* TASK DIRECTIONS:
Rewrite every line of the records below as a numbered list, omitting the blank lines and leaving the pictures out.

Polygon annotations for photos

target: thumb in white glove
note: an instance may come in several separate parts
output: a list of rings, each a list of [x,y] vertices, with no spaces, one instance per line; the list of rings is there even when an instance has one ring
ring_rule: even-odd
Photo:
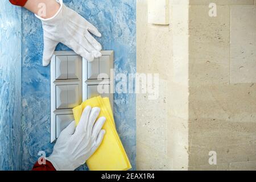
[[[89,61],[101,56],[102,47],[90,32],[98,37],[101,36],[101,33],[78,13],[65,6],[63,0],[58,2],[60,7],[53,17],[44,19],[35,15],[42,20],[43,29],[43,65],[49,64],[60,42]]]
[[[75,170],[100,146],[105,133],[101,129],[106,121],[100,117],[95,122],[100,111],[99,107],[86,107],[76,128],[73,121],[60,133],[52,154],[47,158],[56,170]]]

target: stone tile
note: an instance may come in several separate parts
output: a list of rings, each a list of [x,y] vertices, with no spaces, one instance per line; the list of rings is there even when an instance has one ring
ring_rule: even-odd
[[[230,164],[229,168],[231,171],[255,171],[256,161],[232,163]]]
[[[207,6],[189,9],[189,85],[229,82],[229,7],[210,17]]]
[[[253,5],[253,0],[190,0],[189,5],[209,5],[215,3],[218,5]]]
[[[191,59],[189,85],[229,83],[229,59]]]
[[[172,162],[165,152],[156,150],[154,145],[137,141],[137,170],[172,170]]]
[[[137,5],[137,72],[157,73],[163,79],[171,77],[172,41],[169,26],[148,24],[144,2]]]
[[[217,153],[217,164],[256,160],[256,123],[189,122],[189,166],[208,165],[210,151]]]
[[[172,31],[172,81],[188,84],[188,6],[171,6]]]
[[[256,84],[191,86],[189,117],[256,123]]]
[[[159,80],[159,97],[137,94],[137,158],[139,169],[167,169],[168,95],[167,80]],[[155,160],[152,160],[154,159]]]
[[[184,119],[188,118],[188,88],[176,83],[168,83],[170,115]]]
[[[232,6],[230,82],[256,82],[256,7]]]
[[[189,59],[220,59],[229,64],[229,6],[220,6],[217,17],[210,17],[208,6],[190,7]]]

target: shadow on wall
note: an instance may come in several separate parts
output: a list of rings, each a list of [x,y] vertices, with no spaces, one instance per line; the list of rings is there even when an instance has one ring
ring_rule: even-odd
[[[0,170],[21,167],[21,9],[0,1]]]

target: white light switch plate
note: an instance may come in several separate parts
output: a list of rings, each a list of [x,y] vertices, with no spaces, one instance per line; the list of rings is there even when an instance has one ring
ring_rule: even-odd
[[[51,142],[73,119],[72,108],[92,97],[109,97],[113,109],[113,94],[99,94],[97,86],[110,90],[113,81],[114,51],[102,51],[102,56],[92,62],[72,51],[55,51],[51,60]],[[104,77],[97,79],[100,73]]]
[[[148,0],[148,22],[169,24],[169,0]]]

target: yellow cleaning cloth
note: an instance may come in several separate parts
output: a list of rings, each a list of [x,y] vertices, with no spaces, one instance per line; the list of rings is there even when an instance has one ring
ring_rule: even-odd
[[[102,143],[86,160],[91,171],[126,171],[131,168],[128,157],[115,129],[115,122],[108,98],[101,96],[92,98],[73,109],[75,120],[78,124],[82,110],[88,105],[98,107],[101,112],[98,117],[105,117],[106,122],[102,129],[106,131]]]

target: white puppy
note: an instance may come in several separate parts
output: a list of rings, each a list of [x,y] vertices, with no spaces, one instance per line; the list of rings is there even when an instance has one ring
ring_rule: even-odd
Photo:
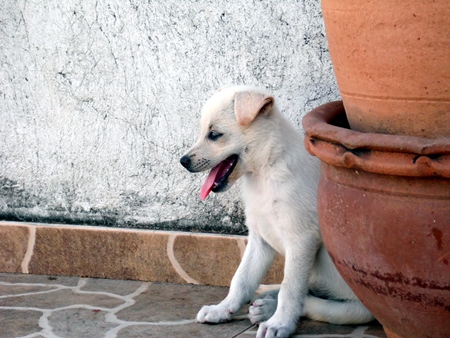
[[[248,244],[227,297],[204,306],[197,322],[231,320],[249,303],[276,253],[285,257],[278,292],[253,302],[249,318],[257,337],[288,337],[301,316],[335,324],[374,318],[334,267],[317,220],[319,163],[303,146],[264,91],[231,86],[217,91],[202,110],[200,136],[181,158],[190,172],[212,169],[200,197],[222,192],[243,178]]]

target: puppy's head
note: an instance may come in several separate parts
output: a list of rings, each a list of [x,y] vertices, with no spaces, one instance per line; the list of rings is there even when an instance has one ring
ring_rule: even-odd
[[[272,96],[247,86],[219,89],[203,106],[200,135],[180,163],[190,172],[211,169],[200,198],[228,190],[239,177],[251,171],[252,129],[267,117]]]

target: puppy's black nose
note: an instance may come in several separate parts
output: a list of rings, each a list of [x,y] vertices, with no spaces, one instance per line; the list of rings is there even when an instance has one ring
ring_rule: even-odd
[[[191,158],[187,155],[184,155],[181,159],[180,159],[180,163],[183,167],[185,168],[189,168],[189,166],[191,165]]]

* EXPECTED OUTPUT:
1. target: thumb in white glove
2. note: an instance may come in several separate parts
3. output: a list of rings, each a list of [x,y] vertices, with no spaces, one instance per line; the list of rings is there even when an instance has one ring
4. ring_rule: even-odd
5. Photo:
6. [[[89,61],[101,56],[102,47],[90,32],[98,37],[101,36],[101,33],[78,13],[65,6],[63,0],[58,2],[60,7],[53,17],[44,19],[35,15],[42,20],[43,29],[43,65],[49,64],[60,42]]]
7. [[[75,170],[100,146],[105,133],[101,129],[106,121],[100,117],[95,122],[100,111],[99,107],[86,107],[76,128],[73,121],[60,133],[52,154],[47,158],[56,170]]]
8. target: stone tile
9. note: an instance may come in several separate parts
10. output: a list of rings, each a list of [x,y] vertices, with no spaces, one instance per line; the list of rings is there even when an instance has one ring
11. ring_rule: even-odd
12. [[[230,164],[229,168],[231,171],[255,171],[256,161],[232,163]]]
13. [[[207,6],[189,9],[189,85],[229,82],[229,7],[210,17]]]
14. [[[253,5],[253,0],[190,0],[189,5],[209,5],[215,3],[218,5]]]
15. [[[191,59],[189,85],[229,83],[229,59]]]
16. [[[172,162],[165,152],[156,150],[154,145],[137,141],[137,170],[172,170]]]
17. [[[137,5],[137,72],[157,73],[163,79],[171,77],[172,41],[169,26],[148,24],[144,2]]]
18. [[[217,153],[217,164],[256,160],[256,123],[189,122],[189,166],[208,165],[210,151]]]
19. [[[172,31],[172,81],[188,84],[188,6],[171,6]]]
20. [[[256,84],[191,86],[189,117],[256,123]]]
21. [[[159,80],[159,97],[137,94],[137,158],[139,169],[167,169],[168,95],[167,80]],[[155,160],[152,160],[154,159]]]
22. [[[184,119],[188,118],[188,88],[176,83],[168,83],[170,115]]]
23. [[[232,6],[230,82],[256,82],[256,7]]]
24. [[[189,59],[220,59],[229,64],[229,6],[220,6],[217,17],[210,17],[208,6],[190,7]]]
25. target: shadow on wall
26. note: an instance may come in several separate parts
27. output: a list of rings, each a list of [x,y] vertices, with no spaces, one instance per line; the list of rings is there even when an instance has one ring
28. ring_rule: even-odd
29. [[[0,170],[21,167],[21,9],[0,1]]]
30. target: white light switch plate
31. note: an instance may come in several separate parts
32. output: a list of rings, each a list of [x,y] vertices, with no spaces, one instance per line; the list of rings is there even when an instance has one ring
33. ring_rule: even-odd
34. [[[51,142],[73,119],[72,108],[92,97],[109,97],[113,109],[113,94],[99,94],[97,86],[110,90],[113,81],[114,51],[102,51],[102,56],[92,62],[72,51],[55,51],[51,60]],[[104,77],[97,79],[100,73]]]
35. [[[148,0],[148,22],[169,24],[169,0]]]
36. target: yellow cleaning cloth
37. note: an instance may come in several separate parts
38. output: a list of rings, each a list of [x,y] vertices, with no spaces, one instance per line; the list of rings is there even when an instance has one ring
39. ring_rule: even-odd
40. [[[102,143],[86,160],[91,171],[126,171],[131,168],[128,157],[115,129],[115,122],[108,98],[101,96],[92,98],[73,109],[75,120],[78,124],[82,110],[88,105],[98,107],[101,112],[98,117],[105,117],[106,122],[102,129],[106,131]]]
41. target: white puppy
42. note: an instance may come in several separate parts
43. output: a list of rings, each a list of [x,y] vertices, with no spaces, one instance per line; the list of rings is there even when an instance has one ring
44. ring_rule: even-odd
45. Photo:
46. [[[248,244],[227,297],[204,306],[197,322],[231,320],[249,303],[276,253],[285,257],[278,292],[253,302],[249,318],[257,337],[288,337],[301,316],[335,324],[374,318],[334,267],[317,220],[319,163],[303,146],[264,91],[231,86],[217,91],[202,110],[200,136],[181,158],[190,172],[212,169],[200,197],[222,192],[243,178]]]
47. target: puppy's head
48. note: an instance may come in several separate parts
49. output: a list of rings, each a list of [x,y] vertices, with no spaces, one instance per line; the list of rings is there even when an instance has one ring
50. ring_rule: even-odd
51. [[[272,96],[247,86],[219,89],[203,106],[200,135],[180,163],[190,172],[211,169],[200,198],[228,190],[239,177],[251,171],[252,129],[267,117]]]
52. target: puppy's black nose
53. note: an instance may come in several separate parts
54. output: a list of rings, each a list of [x,y] vertices, with no spaces, one instance per line; the list of rings is there even when an instance has one ring
55. ring_rule: even-odd
56. [[[191,158],[187,155],[184,155],[181,159],[180,159],[180,163],[183,167],[185,168],[189,168],[189,166],[191,165]]]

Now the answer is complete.